━━━ Input rows
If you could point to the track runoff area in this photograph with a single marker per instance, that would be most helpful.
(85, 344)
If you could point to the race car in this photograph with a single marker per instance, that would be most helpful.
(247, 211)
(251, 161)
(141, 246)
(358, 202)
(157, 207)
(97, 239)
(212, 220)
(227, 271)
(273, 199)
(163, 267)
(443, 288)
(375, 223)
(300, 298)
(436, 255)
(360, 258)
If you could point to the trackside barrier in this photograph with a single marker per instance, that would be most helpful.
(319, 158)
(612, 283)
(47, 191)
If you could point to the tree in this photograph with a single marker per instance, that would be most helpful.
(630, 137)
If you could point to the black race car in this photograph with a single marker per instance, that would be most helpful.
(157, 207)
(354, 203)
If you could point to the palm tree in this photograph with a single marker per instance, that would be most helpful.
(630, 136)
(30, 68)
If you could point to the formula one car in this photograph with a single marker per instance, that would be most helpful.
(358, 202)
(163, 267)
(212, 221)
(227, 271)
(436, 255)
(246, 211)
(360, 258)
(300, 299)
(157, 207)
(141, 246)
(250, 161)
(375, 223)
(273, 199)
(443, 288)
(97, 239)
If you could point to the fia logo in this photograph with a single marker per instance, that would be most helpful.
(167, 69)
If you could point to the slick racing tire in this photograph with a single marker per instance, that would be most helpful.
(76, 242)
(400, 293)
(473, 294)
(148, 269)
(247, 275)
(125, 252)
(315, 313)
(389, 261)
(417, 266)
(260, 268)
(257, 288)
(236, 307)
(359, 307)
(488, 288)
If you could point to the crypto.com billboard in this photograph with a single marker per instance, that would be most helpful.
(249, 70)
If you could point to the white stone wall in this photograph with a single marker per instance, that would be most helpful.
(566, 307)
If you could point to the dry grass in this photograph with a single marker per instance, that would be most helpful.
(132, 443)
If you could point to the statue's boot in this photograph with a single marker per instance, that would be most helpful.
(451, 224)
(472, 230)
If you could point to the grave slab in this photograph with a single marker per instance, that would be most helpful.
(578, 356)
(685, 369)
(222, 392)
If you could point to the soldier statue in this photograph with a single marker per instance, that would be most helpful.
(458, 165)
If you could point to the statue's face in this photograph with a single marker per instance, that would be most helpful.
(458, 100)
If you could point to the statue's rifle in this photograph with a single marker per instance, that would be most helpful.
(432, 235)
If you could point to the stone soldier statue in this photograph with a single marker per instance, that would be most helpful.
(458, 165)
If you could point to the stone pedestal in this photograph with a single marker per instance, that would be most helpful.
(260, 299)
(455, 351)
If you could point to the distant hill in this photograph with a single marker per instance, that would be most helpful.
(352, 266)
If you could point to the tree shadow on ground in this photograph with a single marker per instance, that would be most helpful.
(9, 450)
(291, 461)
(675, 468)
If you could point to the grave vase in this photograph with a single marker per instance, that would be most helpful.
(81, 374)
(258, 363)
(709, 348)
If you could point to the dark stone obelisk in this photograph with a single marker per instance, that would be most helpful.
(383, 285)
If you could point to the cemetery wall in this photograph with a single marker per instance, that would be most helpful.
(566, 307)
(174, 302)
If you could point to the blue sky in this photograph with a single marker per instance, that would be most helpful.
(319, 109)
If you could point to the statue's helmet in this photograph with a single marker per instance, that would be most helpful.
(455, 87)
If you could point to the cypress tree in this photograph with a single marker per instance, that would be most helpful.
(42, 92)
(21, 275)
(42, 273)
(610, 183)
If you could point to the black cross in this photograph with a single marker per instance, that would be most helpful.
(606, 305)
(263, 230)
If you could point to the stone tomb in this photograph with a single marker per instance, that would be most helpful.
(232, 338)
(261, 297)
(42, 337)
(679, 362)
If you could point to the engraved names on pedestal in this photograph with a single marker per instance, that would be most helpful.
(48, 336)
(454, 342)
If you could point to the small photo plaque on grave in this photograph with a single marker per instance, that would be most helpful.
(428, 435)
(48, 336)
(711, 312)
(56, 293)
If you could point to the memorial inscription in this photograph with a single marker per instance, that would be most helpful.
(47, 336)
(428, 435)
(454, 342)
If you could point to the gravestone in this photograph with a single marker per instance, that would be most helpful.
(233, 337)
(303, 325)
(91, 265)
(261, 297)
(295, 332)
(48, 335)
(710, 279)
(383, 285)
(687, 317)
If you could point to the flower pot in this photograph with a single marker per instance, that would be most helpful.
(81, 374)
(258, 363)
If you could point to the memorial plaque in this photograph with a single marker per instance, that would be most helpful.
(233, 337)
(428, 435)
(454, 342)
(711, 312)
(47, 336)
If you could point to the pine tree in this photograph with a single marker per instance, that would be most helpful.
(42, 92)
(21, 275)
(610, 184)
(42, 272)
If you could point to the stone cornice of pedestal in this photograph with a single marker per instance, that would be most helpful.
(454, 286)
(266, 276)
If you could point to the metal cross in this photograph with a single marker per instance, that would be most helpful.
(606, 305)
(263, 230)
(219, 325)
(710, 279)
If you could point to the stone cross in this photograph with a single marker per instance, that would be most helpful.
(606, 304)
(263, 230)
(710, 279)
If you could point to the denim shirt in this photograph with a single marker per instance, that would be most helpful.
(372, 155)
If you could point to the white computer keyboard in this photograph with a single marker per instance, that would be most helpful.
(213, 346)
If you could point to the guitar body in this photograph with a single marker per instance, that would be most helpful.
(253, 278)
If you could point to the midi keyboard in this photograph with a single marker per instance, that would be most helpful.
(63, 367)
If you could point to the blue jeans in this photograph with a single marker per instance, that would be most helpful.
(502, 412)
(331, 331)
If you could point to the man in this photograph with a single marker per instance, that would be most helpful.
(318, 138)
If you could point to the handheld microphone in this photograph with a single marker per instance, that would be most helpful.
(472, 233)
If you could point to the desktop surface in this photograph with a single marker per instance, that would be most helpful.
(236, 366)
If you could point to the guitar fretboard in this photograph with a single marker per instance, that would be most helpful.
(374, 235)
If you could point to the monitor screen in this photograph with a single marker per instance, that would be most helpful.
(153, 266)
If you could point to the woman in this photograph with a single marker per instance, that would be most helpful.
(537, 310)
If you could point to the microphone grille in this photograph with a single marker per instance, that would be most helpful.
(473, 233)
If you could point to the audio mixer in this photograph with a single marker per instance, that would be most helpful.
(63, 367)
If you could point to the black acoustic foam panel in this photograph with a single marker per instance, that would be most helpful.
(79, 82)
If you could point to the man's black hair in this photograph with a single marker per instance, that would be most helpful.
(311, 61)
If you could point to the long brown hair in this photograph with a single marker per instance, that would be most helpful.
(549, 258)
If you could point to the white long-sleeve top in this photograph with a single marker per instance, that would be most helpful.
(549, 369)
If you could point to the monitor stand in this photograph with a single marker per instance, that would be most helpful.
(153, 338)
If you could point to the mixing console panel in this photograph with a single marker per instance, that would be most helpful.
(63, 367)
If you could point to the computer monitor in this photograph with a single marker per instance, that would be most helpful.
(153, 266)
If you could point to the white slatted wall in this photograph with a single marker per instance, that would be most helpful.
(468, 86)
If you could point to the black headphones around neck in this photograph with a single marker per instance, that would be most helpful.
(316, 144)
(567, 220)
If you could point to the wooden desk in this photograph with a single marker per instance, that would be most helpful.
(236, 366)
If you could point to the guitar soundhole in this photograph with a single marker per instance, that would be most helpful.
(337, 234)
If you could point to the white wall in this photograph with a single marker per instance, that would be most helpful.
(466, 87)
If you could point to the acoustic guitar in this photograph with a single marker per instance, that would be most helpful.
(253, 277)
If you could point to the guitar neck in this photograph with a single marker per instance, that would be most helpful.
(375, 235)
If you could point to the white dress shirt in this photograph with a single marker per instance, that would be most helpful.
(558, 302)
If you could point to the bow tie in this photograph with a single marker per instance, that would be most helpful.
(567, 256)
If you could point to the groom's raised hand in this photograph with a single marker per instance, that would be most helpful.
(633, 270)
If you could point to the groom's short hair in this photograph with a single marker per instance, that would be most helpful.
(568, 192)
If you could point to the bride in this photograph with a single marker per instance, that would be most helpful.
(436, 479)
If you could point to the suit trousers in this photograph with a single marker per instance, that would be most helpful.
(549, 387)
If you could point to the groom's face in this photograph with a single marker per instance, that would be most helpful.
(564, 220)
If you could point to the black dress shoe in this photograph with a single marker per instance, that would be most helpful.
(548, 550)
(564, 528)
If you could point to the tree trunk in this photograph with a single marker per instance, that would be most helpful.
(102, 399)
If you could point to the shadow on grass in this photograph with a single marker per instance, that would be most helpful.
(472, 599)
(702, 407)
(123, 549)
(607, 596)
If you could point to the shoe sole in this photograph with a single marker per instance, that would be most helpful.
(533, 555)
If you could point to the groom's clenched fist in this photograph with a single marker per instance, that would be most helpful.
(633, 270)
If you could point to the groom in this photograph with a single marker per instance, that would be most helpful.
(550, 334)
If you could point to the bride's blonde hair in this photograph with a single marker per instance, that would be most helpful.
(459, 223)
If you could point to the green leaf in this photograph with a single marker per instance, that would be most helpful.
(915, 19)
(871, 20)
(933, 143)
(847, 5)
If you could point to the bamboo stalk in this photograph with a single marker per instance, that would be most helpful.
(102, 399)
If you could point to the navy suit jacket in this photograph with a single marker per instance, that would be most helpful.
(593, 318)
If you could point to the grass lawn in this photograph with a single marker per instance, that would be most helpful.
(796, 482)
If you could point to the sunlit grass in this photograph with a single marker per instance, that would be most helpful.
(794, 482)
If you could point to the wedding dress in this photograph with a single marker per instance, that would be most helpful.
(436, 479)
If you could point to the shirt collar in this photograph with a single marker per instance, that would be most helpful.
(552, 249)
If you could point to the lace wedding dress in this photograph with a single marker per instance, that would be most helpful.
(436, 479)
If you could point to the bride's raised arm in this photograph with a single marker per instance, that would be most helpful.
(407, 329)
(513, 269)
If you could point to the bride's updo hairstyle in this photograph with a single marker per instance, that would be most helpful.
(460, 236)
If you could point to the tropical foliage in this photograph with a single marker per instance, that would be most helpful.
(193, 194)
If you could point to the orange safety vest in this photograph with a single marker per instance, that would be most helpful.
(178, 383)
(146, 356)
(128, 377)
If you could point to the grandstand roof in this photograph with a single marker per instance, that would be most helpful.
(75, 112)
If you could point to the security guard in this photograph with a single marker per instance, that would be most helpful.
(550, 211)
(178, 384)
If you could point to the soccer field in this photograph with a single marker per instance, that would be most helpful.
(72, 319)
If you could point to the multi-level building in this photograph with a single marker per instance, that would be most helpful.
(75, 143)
━━━━━━
**Exercise goal:**
Give the lines from the one containing "If you could point to the soccer" through the last line as a numbered list, leaving out any blank lines.

**Right answer:**
1. If you could point to the soccer field in this photograph with a single marker per instance, that would be most helpful.
2. (72, 319)
3. If you could point to the multi-level building in this photograph with a single marker per instance, that would be most helpful.
4. (75, 143)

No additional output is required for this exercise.